Required action: Please copy all of the records exactly, leaving nothing out.

(Beginning of Dataset)

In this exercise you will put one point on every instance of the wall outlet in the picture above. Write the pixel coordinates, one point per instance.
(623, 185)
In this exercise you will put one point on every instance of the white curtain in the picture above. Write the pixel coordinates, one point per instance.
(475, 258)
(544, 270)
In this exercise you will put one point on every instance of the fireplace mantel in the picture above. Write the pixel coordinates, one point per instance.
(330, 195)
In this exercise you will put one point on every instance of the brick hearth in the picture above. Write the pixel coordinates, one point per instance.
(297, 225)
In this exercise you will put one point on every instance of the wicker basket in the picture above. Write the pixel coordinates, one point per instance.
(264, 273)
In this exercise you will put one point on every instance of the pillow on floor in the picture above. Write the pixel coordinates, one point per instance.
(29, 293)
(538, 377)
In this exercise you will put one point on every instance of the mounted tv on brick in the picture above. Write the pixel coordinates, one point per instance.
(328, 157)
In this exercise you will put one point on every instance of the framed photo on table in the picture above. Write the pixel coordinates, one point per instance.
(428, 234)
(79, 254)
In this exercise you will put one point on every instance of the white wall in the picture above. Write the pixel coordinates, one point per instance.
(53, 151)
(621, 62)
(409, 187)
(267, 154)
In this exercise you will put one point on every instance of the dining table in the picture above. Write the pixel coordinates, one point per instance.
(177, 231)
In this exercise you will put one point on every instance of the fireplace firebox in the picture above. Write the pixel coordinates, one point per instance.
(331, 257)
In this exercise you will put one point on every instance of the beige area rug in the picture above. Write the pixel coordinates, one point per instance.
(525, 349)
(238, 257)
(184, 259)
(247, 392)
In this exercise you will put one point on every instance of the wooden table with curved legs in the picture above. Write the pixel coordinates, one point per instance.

(End of Dataset)

Output:
In this exercise you will put one point on every instance of the wall outlet in the picture above. Write the pixel coordinates, one point per instance.
(623, 185)
In this exercise you will put one point on every instance of the white curtain in the picture above. Write the pixel coordinates, one point per instance.
(475, 258)
(544, 270)
In this exercise you will put one point on every instance of the fireplace mantel in the picture above. Write the pixel coordinates, one point per instance.
(330, 195)
In this exercise you will put one point on every instance of the brick hearth in the picture above. Write the pixel coordinates, one point per instance.
(297, 225)
In this exercise you will put one point on every instance of the wicker basket in the picture above. Write the pixel coordinates, one point per instance.
(264, 273)
In this exercise you will put one point on every instance of the pillow on floor in the picture above. Write the pixel coordinates, one point per instance.
(29, 293)
(538, 377)
In this exercise you will put one point on every instance of the mounted tv on brick in the picture above. Write the pixel coordinates, one point per instance.
(328, 157)
In this exercise you will put one point on every instance of the framed photo on table in the picture above. Write the pixel coordinates, one point per instance.
(428, 234)
(79, 254)
In this exercise you will put one point on every instance of the white wall in the picture above. Write the pixel coordinates, one point per instance.
(53, 151)
(621, 62)
(409, 187)
(267, 154)
In this exercise you will put one point on every instance of the dining table in the picture above. Write the pixel coordinates, one point per instance.
(177, 231)
In this exercise you will put one point on every instance of the fireplace firebox in the picture above. Write the pixel coordinates, one point per instance.
(331, 257)
In this exercise you will put one point on every instance of the beige area rug in the picture above. Write the pixel coordinates, one point per instance.
(525, 349)
(238, 257)
(184, 259)
(247, 392)
In this exercise you will put one point on every instance of the wooden table with curved legs in the picture above. Write the pixel coordinates, one point per instance.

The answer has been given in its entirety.